(Data entries)
------------------------------------

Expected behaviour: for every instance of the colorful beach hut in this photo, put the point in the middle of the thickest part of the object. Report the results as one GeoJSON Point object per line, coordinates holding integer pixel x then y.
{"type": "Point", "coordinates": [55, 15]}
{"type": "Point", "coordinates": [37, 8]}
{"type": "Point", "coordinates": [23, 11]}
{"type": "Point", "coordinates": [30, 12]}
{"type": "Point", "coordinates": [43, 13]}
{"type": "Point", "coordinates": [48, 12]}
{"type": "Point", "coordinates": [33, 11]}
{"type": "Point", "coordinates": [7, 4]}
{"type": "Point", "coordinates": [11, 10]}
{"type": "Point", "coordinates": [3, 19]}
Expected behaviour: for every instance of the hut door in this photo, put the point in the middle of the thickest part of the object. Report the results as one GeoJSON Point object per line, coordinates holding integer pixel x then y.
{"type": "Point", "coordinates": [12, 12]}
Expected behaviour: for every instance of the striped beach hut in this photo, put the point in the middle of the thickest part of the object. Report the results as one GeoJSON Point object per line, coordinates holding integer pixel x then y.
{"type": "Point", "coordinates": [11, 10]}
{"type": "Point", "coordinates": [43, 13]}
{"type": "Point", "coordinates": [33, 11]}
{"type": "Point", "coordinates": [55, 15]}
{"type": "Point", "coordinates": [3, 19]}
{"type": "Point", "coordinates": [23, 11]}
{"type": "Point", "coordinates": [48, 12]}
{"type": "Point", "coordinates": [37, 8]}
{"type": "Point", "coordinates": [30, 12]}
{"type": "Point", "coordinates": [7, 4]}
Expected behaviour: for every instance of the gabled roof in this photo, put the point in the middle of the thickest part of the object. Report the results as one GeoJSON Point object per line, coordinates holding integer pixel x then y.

------------------------------------

What is required →
Repeat the data. Every word must match.

Written solution →
Expected behaviour: for every instance of the colorful beach hut in this photo, put the point in the middle of the thickest part of the object. Report the results as one GeoJSON Point object per line, coordinates holding integer pixel x then y.
{"type": "Point", "coordinates": [55, 15]}
{"type": "Point", "coordinates": [37, 8]}
{"type": "Point", "coordinates": [23, 11]}
{"type": "Point", "coordinates": [30, 12]}
{"type": "Point", "coordinates": [43, 13]}
{"type": "Point", "coordinates": [48, 12]}
{"type": "Point", "coordinates": [33, 11]}
{"type": "Point", "coordinates": [7, 4]}
{"type": "Point", "coordinates": [11, 10]}
{"type": "Point", "coordinates": [3, 19]}
Expected behaviour: for every instance of the hut door in this photo, put the point in the middle of the thickest part of the object. Report the results as one GeoJSON Point object per line, coordinates holding integer pixel x then y.
{"type": "Point", "coordinates": [12, 12]}
Expected behaviour: for every instance of the striped beach hut in this photo, put the point in the middle of the thickest part of the object. Report the results as one GeoJSON Point object per line, coordinates holding integer pixel x then y.
{"type": "Point", "coordinates": [11, 10]}
{"type": "Point", "coordinates": [43, 13]}
{"type": "Point", "coordinates": [33, 11]}
{"type": "Point", "coordinates": [55, 15]}
{"type": "Point", "coordinates": [3, 19]}
{"type": "Point", "coordinates": [23, 11]}
{"type": "Point", "coordinates": [48, 12]}
{"type": "Point", "coordinates": [37, 8]}
{"type": "Point", "coordinates": [30, 12]}
{"type": "Point", "coordinates": [7, 4]}
Expected behaviour: for every instance of the gabled roof in this photo, put the point in the middle of the thickest part of the object. Report the results as one GeoJSON Point object per line, coordinates holding integer pixel x then y.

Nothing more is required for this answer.